= РАБОЧАЯ ИНСТРУКЦИЯ =
Напишите продолжение приведенного ниже текста о Гессе и Освенциме, начав сразу после его последней фразы.

Гесс называет цыган своими любимцами. В 1942 году в Освенцим приехал Гиммлер. Комендант показал ему свой любимый «уголок» лагеря; перенаселенные жилые бараки, больничные бараки, набитые больными, детей, страдающих номой — болезнью, напоминающей проказу, «эти исхудалые тельца детей с большими дырами в щеках, это медленное разложение живого тела». Гиммлер приказал ему «все это» сжечь. Потом в Ораниенбурге цыгане, которые знали Гесса по Освенциму, справлялись у него о своих близких, давно уже отравленных газом.
Гесс не испытывал ненависти даже к евреям, хотя принимал участие «в окончательном разрешении еврейской проблемы»; именно им он посвятил в дневнике несколько философических рассуждений. Он не испытывал ненависти и к советским пленным, на которых впервые был испробован циклон Б. Массовые казни доставляли лагерному начальству много хлопот, расстреливаемые, дико крича, убегали из-под пуль, часто отмечались случаи безумия и самоубийства солдат, совершавших экзекуцию. Необходимо было во что бы то ни стало прекратить дорогостоящие, хлопотные и не вполне эффективные расстрелы и перейти на газ. В отсутствие Гесса гаупштурмфюрер Фрич по собственной инициативе использовал в Освенциме циклон Б. Он согнал пленных в подвал и кинул туда несколько банок этого газа, применяемого для истребления насекомых. Некоторое время спустя и сам Гесс принимал участие в отравлении газом девятисот советских пленных.
«Русским было велено раздеться в «предбаннике», после чего они совершенно спокойно входили в морг, так как им сказали, что их подвергнут санобработке — будут выводить вшей. Когда пустили газ, кто-то из пленных крикнул: «Газ!» — вслед за этим послышались громкие вопли и люди изнутри стали напирать на дверь. Однако дверь выдержала натиск. Я всегда представлял себе такую смерть в виде мучительного удушья, между тем на трупах не были заметны следы судорог. Врачи мне объяснили, что прусская кислота парализует работу легких, но действует настолько сильно и быстро, что не дает симптомов удушья, как это бывает, например, при отравлении светильным газом или при полном отсутствии кислорода… Никогда я не видел и не слышал, чтобы хоть один из отравленных газом в Освенциме был еще жив в тот момент, когда мы отпирали камеры спустя полчаса после их наполнения газом…»

= ДАННЫЕ ДЛЯ АНАЛИЗА =
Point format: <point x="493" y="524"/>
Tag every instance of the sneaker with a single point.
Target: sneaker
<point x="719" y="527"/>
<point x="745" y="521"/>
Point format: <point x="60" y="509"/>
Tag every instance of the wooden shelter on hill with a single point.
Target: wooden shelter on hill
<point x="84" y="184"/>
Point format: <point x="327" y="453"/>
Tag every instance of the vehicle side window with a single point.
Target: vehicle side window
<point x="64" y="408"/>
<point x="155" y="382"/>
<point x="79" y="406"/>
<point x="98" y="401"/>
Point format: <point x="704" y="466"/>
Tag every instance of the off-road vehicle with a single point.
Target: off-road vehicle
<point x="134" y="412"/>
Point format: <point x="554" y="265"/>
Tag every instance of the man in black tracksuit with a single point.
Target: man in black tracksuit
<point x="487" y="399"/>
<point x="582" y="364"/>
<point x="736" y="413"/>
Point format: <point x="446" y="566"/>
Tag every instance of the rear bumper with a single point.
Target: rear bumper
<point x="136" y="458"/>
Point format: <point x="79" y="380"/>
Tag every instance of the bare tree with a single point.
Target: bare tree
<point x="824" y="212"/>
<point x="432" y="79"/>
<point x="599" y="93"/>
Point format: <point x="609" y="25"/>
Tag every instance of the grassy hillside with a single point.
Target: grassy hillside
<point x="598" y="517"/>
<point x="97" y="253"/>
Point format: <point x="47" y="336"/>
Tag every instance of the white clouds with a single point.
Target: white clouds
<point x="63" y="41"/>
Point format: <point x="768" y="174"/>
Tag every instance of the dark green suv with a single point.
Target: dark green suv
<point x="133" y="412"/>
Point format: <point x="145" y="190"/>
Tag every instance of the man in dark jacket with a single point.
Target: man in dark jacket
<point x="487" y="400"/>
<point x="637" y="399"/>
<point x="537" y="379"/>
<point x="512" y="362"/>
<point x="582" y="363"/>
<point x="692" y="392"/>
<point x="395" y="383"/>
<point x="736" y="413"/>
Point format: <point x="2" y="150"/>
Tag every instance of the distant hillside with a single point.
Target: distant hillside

= ВАШ ОТВЕТ =
«Через смотровое окошко в дверях можно было видеть, как люди, стоявшие поблизости от впускной скважины, сейчас же падали замертво. Почти одна треть жертв умирала сразу. Остальные давились, кричали, ловили воздух. Вскоре, однако, крик переходил в хрипение, а несколько минут спустя все валились на пол. Спустя двадцать минут — самое большее — никто уже не шевелился. Результат действия газа сказывался в течение 5–10 минут, в зависимости от погоды — было ли сыро или сухо, тепло или холодно, в зависимости от качества газа, не всегда одинакового, наконец, в зависимости от того, сколько человек здоровых, старых, больных и детей находилось в транспорте. Люди теряли сознание спустя несколько минут в зависимости от того, какое расстояние отделяло их от впускной скважины. Старики, больные, слабые и дети с криком падали скорее, чем здоровые и молодые».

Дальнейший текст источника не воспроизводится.